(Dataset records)
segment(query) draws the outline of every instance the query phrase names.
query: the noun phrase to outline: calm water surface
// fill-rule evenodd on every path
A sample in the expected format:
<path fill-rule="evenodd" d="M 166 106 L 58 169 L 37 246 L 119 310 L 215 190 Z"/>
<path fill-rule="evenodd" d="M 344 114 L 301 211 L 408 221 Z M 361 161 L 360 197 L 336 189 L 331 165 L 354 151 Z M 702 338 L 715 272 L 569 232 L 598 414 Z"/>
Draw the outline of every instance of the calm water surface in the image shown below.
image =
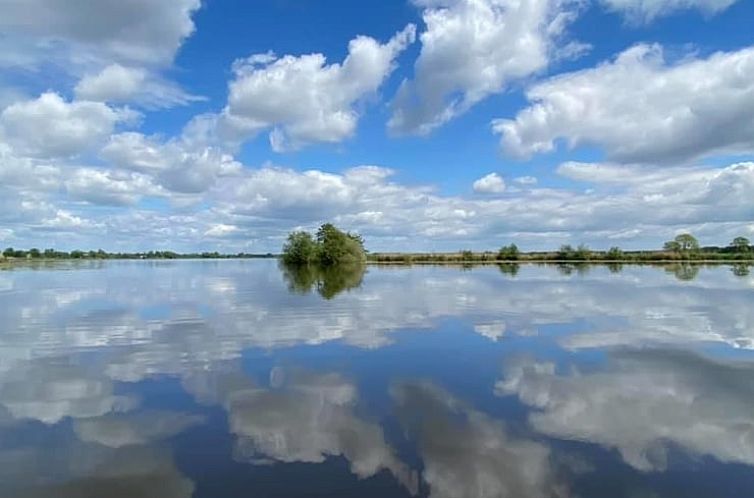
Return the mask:
<path fill-rule="evenodd" d="M 745 268 L 0 271 L 0 496 L 746 497 Z"/>

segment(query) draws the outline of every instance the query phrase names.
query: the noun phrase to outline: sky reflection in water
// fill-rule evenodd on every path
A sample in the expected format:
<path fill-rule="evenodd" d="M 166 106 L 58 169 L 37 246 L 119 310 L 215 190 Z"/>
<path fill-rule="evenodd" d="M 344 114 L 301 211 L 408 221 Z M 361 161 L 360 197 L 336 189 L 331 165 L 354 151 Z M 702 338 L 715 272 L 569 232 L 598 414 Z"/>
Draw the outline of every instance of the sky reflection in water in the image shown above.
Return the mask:
<path fill-rule="evenodd" d="M 734 270 L 0 271 L 0 496 L 745 496 Z"/>

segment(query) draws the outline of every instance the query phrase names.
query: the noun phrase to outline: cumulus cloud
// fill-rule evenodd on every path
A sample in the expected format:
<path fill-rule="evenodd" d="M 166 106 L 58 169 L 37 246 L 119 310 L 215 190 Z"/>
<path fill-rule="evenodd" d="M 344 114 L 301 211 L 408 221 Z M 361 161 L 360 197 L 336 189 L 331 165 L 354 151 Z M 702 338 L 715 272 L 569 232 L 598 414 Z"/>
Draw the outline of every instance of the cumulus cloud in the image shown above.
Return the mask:
<path fill-rule="evenodd" d="M 427 134 L 512 81 L 545 69 L 575 16 L 569 0 L 415 0 L 427 26 L 388 127 Z M 581 45 L 564 50 L 577 53 Z"/>
<path fill-rule="evenodd" d="M 199 6 L 200 0 L 2 0 L 0 40 L 4 50 L 27 52 L 33 63 L 62 49 L 71 58 L 165 64 L 194 31 L 191 16 Z"/>
<path fill-rule="evenodd" d="M 64 185 L 72 198 L 91 204 L 128 206 L 144 196 L 160 194 L 146 175 L 92 168 L 74 170 Z"/>
<path fill-rule="evenodd" d="M 601 0 L 605 8 L 626 16 L 631 23 L 649 23 L 679 10 L 698 9 L 712 15 L 727 9 L 737 0 Z"/>
<path fill-rule="evenodd" d="M 208 190 L 218 178 L 240 173 L 232 156 L 212 147 L 195 148 L 179 140 L 167 142 L 141 133 L 110 137 L 100 155 L 114 166 L 152 176 L 162 187 L 184 194 Z"/>
<path fill-rule="evenodd" d="M 505 192 L 505 180 L 497 173 L 490 173 L 475 181 L 473 187 L 478 194 L 501 194 Z"/>
<path fill-rule="evenodd" d="M 136 102 L 151 109 L 173 107 L 201 100 L 175 84 L 139 67 L 111 64 L 102 71 L 85 75 L 74 89 L 79 100 L 95 102 Z"/>
<path fill-rule="evenodd" d="M 104 142 L 116 123 L 135 118 L 100 102 L 66 102 L 57 93 L 17 102 L 0 113 L 0 140 L 18 154 L 70 157 Z"/>
<path fill-rule="evenodd" d="M 356 130 L 356 104 L 379 89 L 414 36 L 413 25 L 385 44 L 359 36 L 349 43 L 342 64 L 327 64 L 317 53 L 257 54 L 236 61 L 221 119 L 245 137 L 273 128 L 270 142 L 278 151 L 340 142 Z"/>
<path fill-rule="evenodd" d="M 558 140 L 621 162 L 678 164 L 754 150 L 754 48 L 668 63 L 636 45 L 596 68 L 527 91 L 532 105 L 493 123 L 505 152 L 550 152 Z"/>
<path fill-rule="evenodd" d="M 650 350 L 610 360 L 603 371 L 571 375 L 517 362 L 496 389 L 537 409 L 529 415 L 536 430 L 615 448 L 639 470 L 666 470 L 671 445 L 754 465 L 751 363 Z"/>

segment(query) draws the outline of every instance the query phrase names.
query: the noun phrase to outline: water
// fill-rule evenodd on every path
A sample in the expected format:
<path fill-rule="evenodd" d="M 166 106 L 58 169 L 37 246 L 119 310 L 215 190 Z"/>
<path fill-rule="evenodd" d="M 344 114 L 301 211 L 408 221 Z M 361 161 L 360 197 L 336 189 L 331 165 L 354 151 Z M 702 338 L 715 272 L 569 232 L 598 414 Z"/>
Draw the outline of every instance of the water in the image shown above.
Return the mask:
<path fill-rule="evenodd" d="M 0 271 L 2 497 L 752 489 L 746 268 Z"/>

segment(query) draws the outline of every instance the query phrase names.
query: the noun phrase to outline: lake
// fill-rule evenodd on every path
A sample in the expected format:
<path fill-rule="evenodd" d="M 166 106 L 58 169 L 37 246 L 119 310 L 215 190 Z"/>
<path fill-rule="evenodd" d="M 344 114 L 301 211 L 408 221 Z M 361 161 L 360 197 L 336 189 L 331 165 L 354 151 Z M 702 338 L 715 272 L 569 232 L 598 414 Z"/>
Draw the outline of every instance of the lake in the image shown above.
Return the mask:
<path fill-rule="evenodd" d="M 0 496 L 743 497 L 742 267 L 0 271 Z"/>

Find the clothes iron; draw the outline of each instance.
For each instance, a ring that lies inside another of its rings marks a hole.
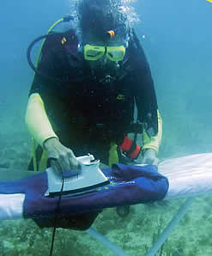
[[[99,168],[100,160],[94,160],[93,155],[76,157],[81,168],[76,172],[64,173],[64,188],[62,174],[56,173],[51,168],[47,168],[48,189],[45,197],[62,195],[79,195],[94,191],[97,187],[107,185],[110,181]]]

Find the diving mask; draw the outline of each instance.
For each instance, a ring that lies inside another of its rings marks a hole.
[[[122,61],[125,55],[126,48],[120,46],[98,46],[86,45],[84,46],[84,58],[86,60],[98,60],[106,56],[111,61]]]

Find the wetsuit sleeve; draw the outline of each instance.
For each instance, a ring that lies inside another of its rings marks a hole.
[[[134,77],[137,119],[139,123],[143,124],[142,149],[152,149],[158,152],[162,137],[162,119],[158,111],[150,67],[136,34],[134,34],[130,52],[135,57],[132,76]]]
[[[30,95],[25,121],[32,137],[41,146],[46,139],[58,137],[48,119],[44,102],[39,94]]]

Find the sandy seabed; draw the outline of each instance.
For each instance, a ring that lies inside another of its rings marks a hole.
[[[0,165],[8,167],[0,168],[0,172],[6,177],[27,170],[32,155],[27,131],[16,130],[15,126],[4,125],[0,133]],[[185,200],[134,205],[124,218],[117,215],[115,209],[106,209],[99,215],[93,227],[125,253],[146,255]],[[194,198],[191,209],[156,255],[212,255],[211,212],[210,195]],[[51,236],[52,229],[40,229],[33,220],[3,221],[0,256],[48,255]],[[58,229],[53,255],[111,256],[114,253],[87,232]]]

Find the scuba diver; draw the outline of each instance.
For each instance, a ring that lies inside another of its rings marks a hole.
[[[40,37],[40,59],[33,66],[26,124],[39,144],[36,163],[42,166],[45,155],[56,172],[65,172],[79,167],[76,156],[90,153],[109,166],[157,164],[162,121],[128,15],[120,1],[76,4],[73,27]],[[72,218],[70,228],[88,229],[97,215]]]

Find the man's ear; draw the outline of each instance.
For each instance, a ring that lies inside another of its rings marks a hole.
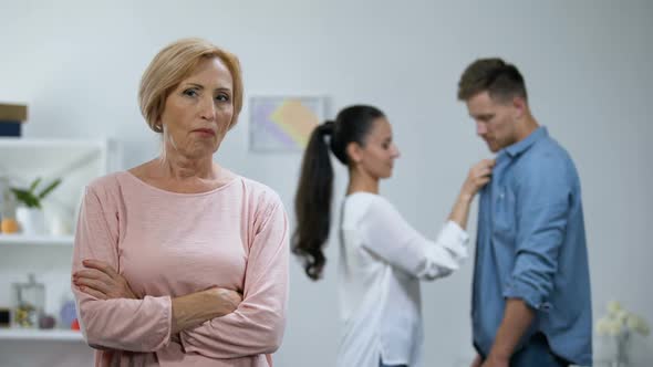
[[[512,97],[512,108],[515,109],[515,118],[521,119],[526,115],[528,104],[524,97],[515,96]]]

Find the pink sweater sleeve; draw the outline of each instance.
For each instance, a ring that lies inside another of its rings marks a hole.
[[[82,261],[104,261],[118,273],[118,201],[115,193],[100,186],[86,188],[73,251],[72,271],[83,269]],[[169,296],[143,300],[97,300],[72,284],[77,316],[89,345],[132,352],[153,352],[170,339],[172,301]]]
[[[186,353],[238,358],[271,354],[281,345],[288,301],[289,228],[278,197],[269,208],[257,218],[242,303],[234,313],[182,332]]]

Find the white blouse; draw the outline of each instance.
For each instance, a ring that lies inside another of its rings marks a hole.
[[[457,270],[468,234],[448,221],[437,240],[419,234],[381,196],[356,192],[342,205],[339,367],[422,366],[419,280]]]

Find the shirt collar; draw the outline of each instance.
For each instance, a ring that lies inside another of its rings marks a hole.
[[[511,146],[504,148],[504,151],[501,153],[507,154],[510,158],[515,158],[515,156],[518,156],[521,153],[528,150],[528,148],[530,148],[533,144],[548,136],[549,132],[547,130],[547,128],[545,126],[540,126],[535,132],[530,133],[530,135],[527,136],[526,139],[517,141]]]

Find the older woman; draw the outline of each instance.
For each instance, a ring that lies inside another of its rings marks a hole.
[[[286,321],[278,195],[213,161],[242,107],[238,59],[177,41],[139,90],[159,157],[86,188],[73,292],[99,366],[268,366]]]

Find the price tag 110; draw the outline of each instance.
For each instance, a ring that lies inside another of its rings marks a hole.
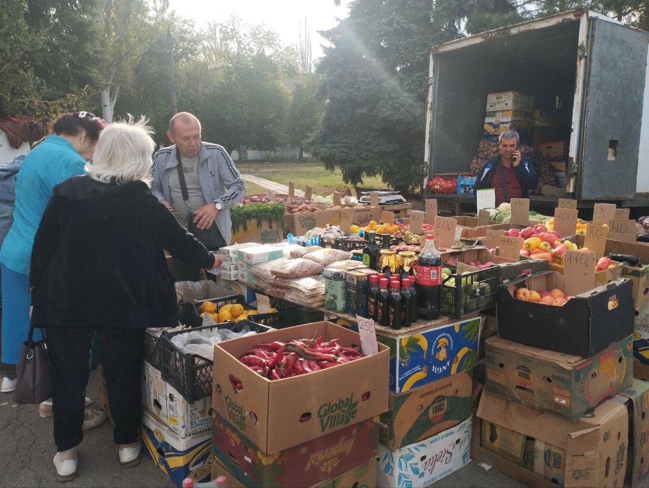
[[[512,224],[520,226],[530,225],[530,200],[529,198],[512,198],[511,205]]]
[[[431,198],[426,201],[426,223],[435,225],[435,220],[437,218],[437,201],[435,198]]]
[[[561,235],[572,235],[577,231],[576,209],[554,209],[554,230]]]
[[[583,247],[594,252],[596,256],[601,257],[604,255],[608,234],[609,229],[604,226],[593,222],[587,224],[586,233],[583,237]]]
[[[424,213],[417,210],[410,214],[410,230],[415,234],[421,234],[424,224]]]
[[[496,191],[493,188],[478,190],[476,193],[478,209],[493,209],[496,207]]]
[[[595,287],[595,253],[566,251],[563,257],[563,291],[574,296]]]
[[[378,353],[378,343],[376,342],[376,329],[374,327],[374,321],[356,316],[358,324],[358,334],[361,336],[361,349],[363,354],[371,356]]]
[[[624,242],[635,242],[635,221],[613,220],[609,222],[609,238]]]
[[[435,240],[441,248],[450,248],[455,242],[455,229],[458,221],[450,217],[440,217],[435,220]]]

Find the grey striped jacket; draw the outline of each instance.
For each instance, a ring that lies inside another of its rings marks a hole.
[[[159,200],[171,203],[169,170],[176,170],[176,145],[160,149],[153,156],[153,183],[151,193]],[[245,183],[234,163],[222,146],[201,143],[199,150],[199,182],[206,202],[220,203],[223,209],[214,219],[221,234],[229,244],[232,237],[230,209],[245,196]]]

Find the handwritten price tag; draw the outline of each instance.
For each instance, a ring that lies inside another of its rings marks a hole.
[[[435,219],[435,240],[441,248],[450,248],[455,242],[455,229],[458,221],[450,217],[440,217]]]
[[[554,209],[554,230],[563,236],[574,234],[577,231],[577,210]]]
[[[595,287],[594,253],[566,251],[563,257],[563,285],[567,295],[574,296]]]
[[[609,238],[624,242],[635,242],[635,221],[613,220],[609,222]]]
[[[496,191],[493,188],[478,190],[476,194],[478,209],[493,209],[496,207]]]
[[[574,210],[576,210],[577,200],[573,200],[570,198],[559,198],[558,206],[560,209],[573,209]],[[558,231],[557,231],[558,232]]]
[[[356,316],[358,324],[358,334],[361,336],[361,349],[363,354],[371,356],[378,353],[378,343],[376,342],[376,329],[374,327],[374,321]]]
[[[410,215],[410,230],[415,234],[421,234],[424,224],[424,213],[413,210]]]
[[[608,221],[615,218],[615,205],[613,203],[595,203],[593,209],[594,224],[608,224]]]

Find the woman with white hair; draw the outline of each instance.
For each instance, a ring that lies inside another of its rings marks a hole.
[[[119,461],[133,466],[141,454],[145,329],[177,325],[173,280],[163,250],[205,269],[221,262],[151,194],[150,134],[143,121],[106,126],[86,167],[88,174],[55,187],[34,241],[32,321],[45,331],[52,364],[59,481],[77,474],[95,332]]]

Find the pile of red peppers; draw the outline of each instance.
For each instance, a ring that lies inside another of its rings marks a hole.
[[[298,339],[291,342],[256,344],[247,351],[239,360],[269,380],[291,378],[343,364],[365,354],[354,347],[338,343],[339,339],[323,341]]]

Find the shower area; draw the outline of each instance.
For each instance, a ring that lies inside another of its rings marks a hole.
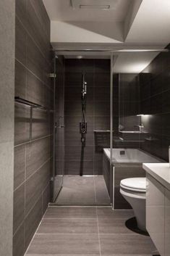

> _PROBLEM_:
Update the records from the start through the line containing "734 270 L 0" by replacing "mask" with "polygon" and keeping everything else the same. Leave the pictures out of your answer.

> _ANSWER TO THE PROBLEM_:
segment(query) draws the outline of every instance the query phrase names.
query: the noun phrase to outline: calm water surface
// fill-rule evenodd on every path
A sample in the expected format:
<path fill-rule="evenodd" d="M 166 106 L 58 169 L 37 246 L 119 310 L 215 190 Z"/>
<path fill-rule="evenodd" d="M 344 114 L 301 211 L 408 221 Z M 361 161 L 360 197 L 336 189 L 331 165 L 354 151 Z M 702 338 L 715 272 L 569 232 L 598 414 Z"/>
Draw the outline of every instance of the calm water surface in the image shown below.
image =
Return the polygon:
<path fill-rule="evenodd" d="M 745 268 L 0 271 L 0 496 L 746 497 Z"/>

segment(query) draws the outline of every instance the query phrase names.
query: the noun phrase to outline: sky reflection in water
// fill-rule evenodd on every path
A sample in the expected format:
<path fill-rule="evenodd" d="M 166 106 L 58 169 L 37 246 L 119 310 L 215 190 Z"/>
<path fill-rule="evenodd" d="M 344 114 L 301 211 L 408 221 Z M 361 161 L 360 197 L 336 189 L 331 165 L 354 151 Z M 702 338 L 715 272 L 569 232 L 598 414 Z"/>
Draw the outline of every instance of the sky reflection in water in the image shown above.
Return the polygon:
<path fill-rule="evenodd" d="M 734 270 L 0 271 L 0 496 L 745 496 Z"/>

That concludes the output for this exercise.